As pessoas em sociedade, não só criam os objetos de arte, como também criam as condições para que esses objetos sejam vistos como tal. O nosso ancestral que pintava nas cavernas, é certo que não fazia arte naquele momento, tal produção tinha uma função mágico-religiosa, mas com o tempo passamos a vê as pinturas das cavernas como obras de artes: arte rupestre.

A arte se reinventa, visando expressar questões humanas, questionando a si, a sociedade e a seu tempo. O artista cria, o fruidor, o público, recria ao dar sua interpretação. Os especialistas elevam ao status de arte, aquilo que não foi pensado inicialmente como arte, como, por exemplo, uma pia batismal do século XVII. Nesse sentido, como distinguir obras de artes de outros objetos?

REGISTROS FORNECIDOS:
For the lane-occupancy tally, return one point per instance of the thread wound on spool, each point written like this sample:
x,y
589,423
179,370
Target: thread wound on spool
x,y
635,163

EXERCÍCIO PROPOSTO 1:
Reescreva o trecho sobre arte começando em "A arte se reinventa, visando" e seguindo até "de outros objetos?", substituindo "pia batismal" por "fonte de pedra".
EXERCÍCIO PROPOSTO 2:
Responda com base no trecho sobre arte:
(a) Que função tinha a produção do ancestral que pintava nas cavernas?
(b) Com que nome passamos a chamar as pinturas das cavernas vistas como obras de arte?
(c) Que objeto do século XVII aparece como exemplo do que os especialistas elevam ao status de arte?
EXERCÍCIO PROPOSTO 3:
Segundo o trecho sobre arte, o que a arte questiona ao se reinventar? Liste todos os itens.
Os registros constituem material à parte, independente do trecho.

RESPOSTA 1:
A arte se reinventa, visando expressar questões humanas, questionando a si, a sociedade e a seu tempo. O artista cria, o fruidor, o público, recria ao dar sua interpretação. Os especialistas elevam ao status de arte, aquilo que não foi pensado inicialmente como arte, como, por exemplo, uma fonte de pedra do século XVII. Nesse sentido, como distinguir obras de artes de outros objetos?

RESPOSTA 2:
(a) Uma função mágico-religiosa.
(b) Arte rupestre.
(c) Uma pia batismal.

RESPOSTA 3:
- A si mesma
- A sociedade
- O seu tempo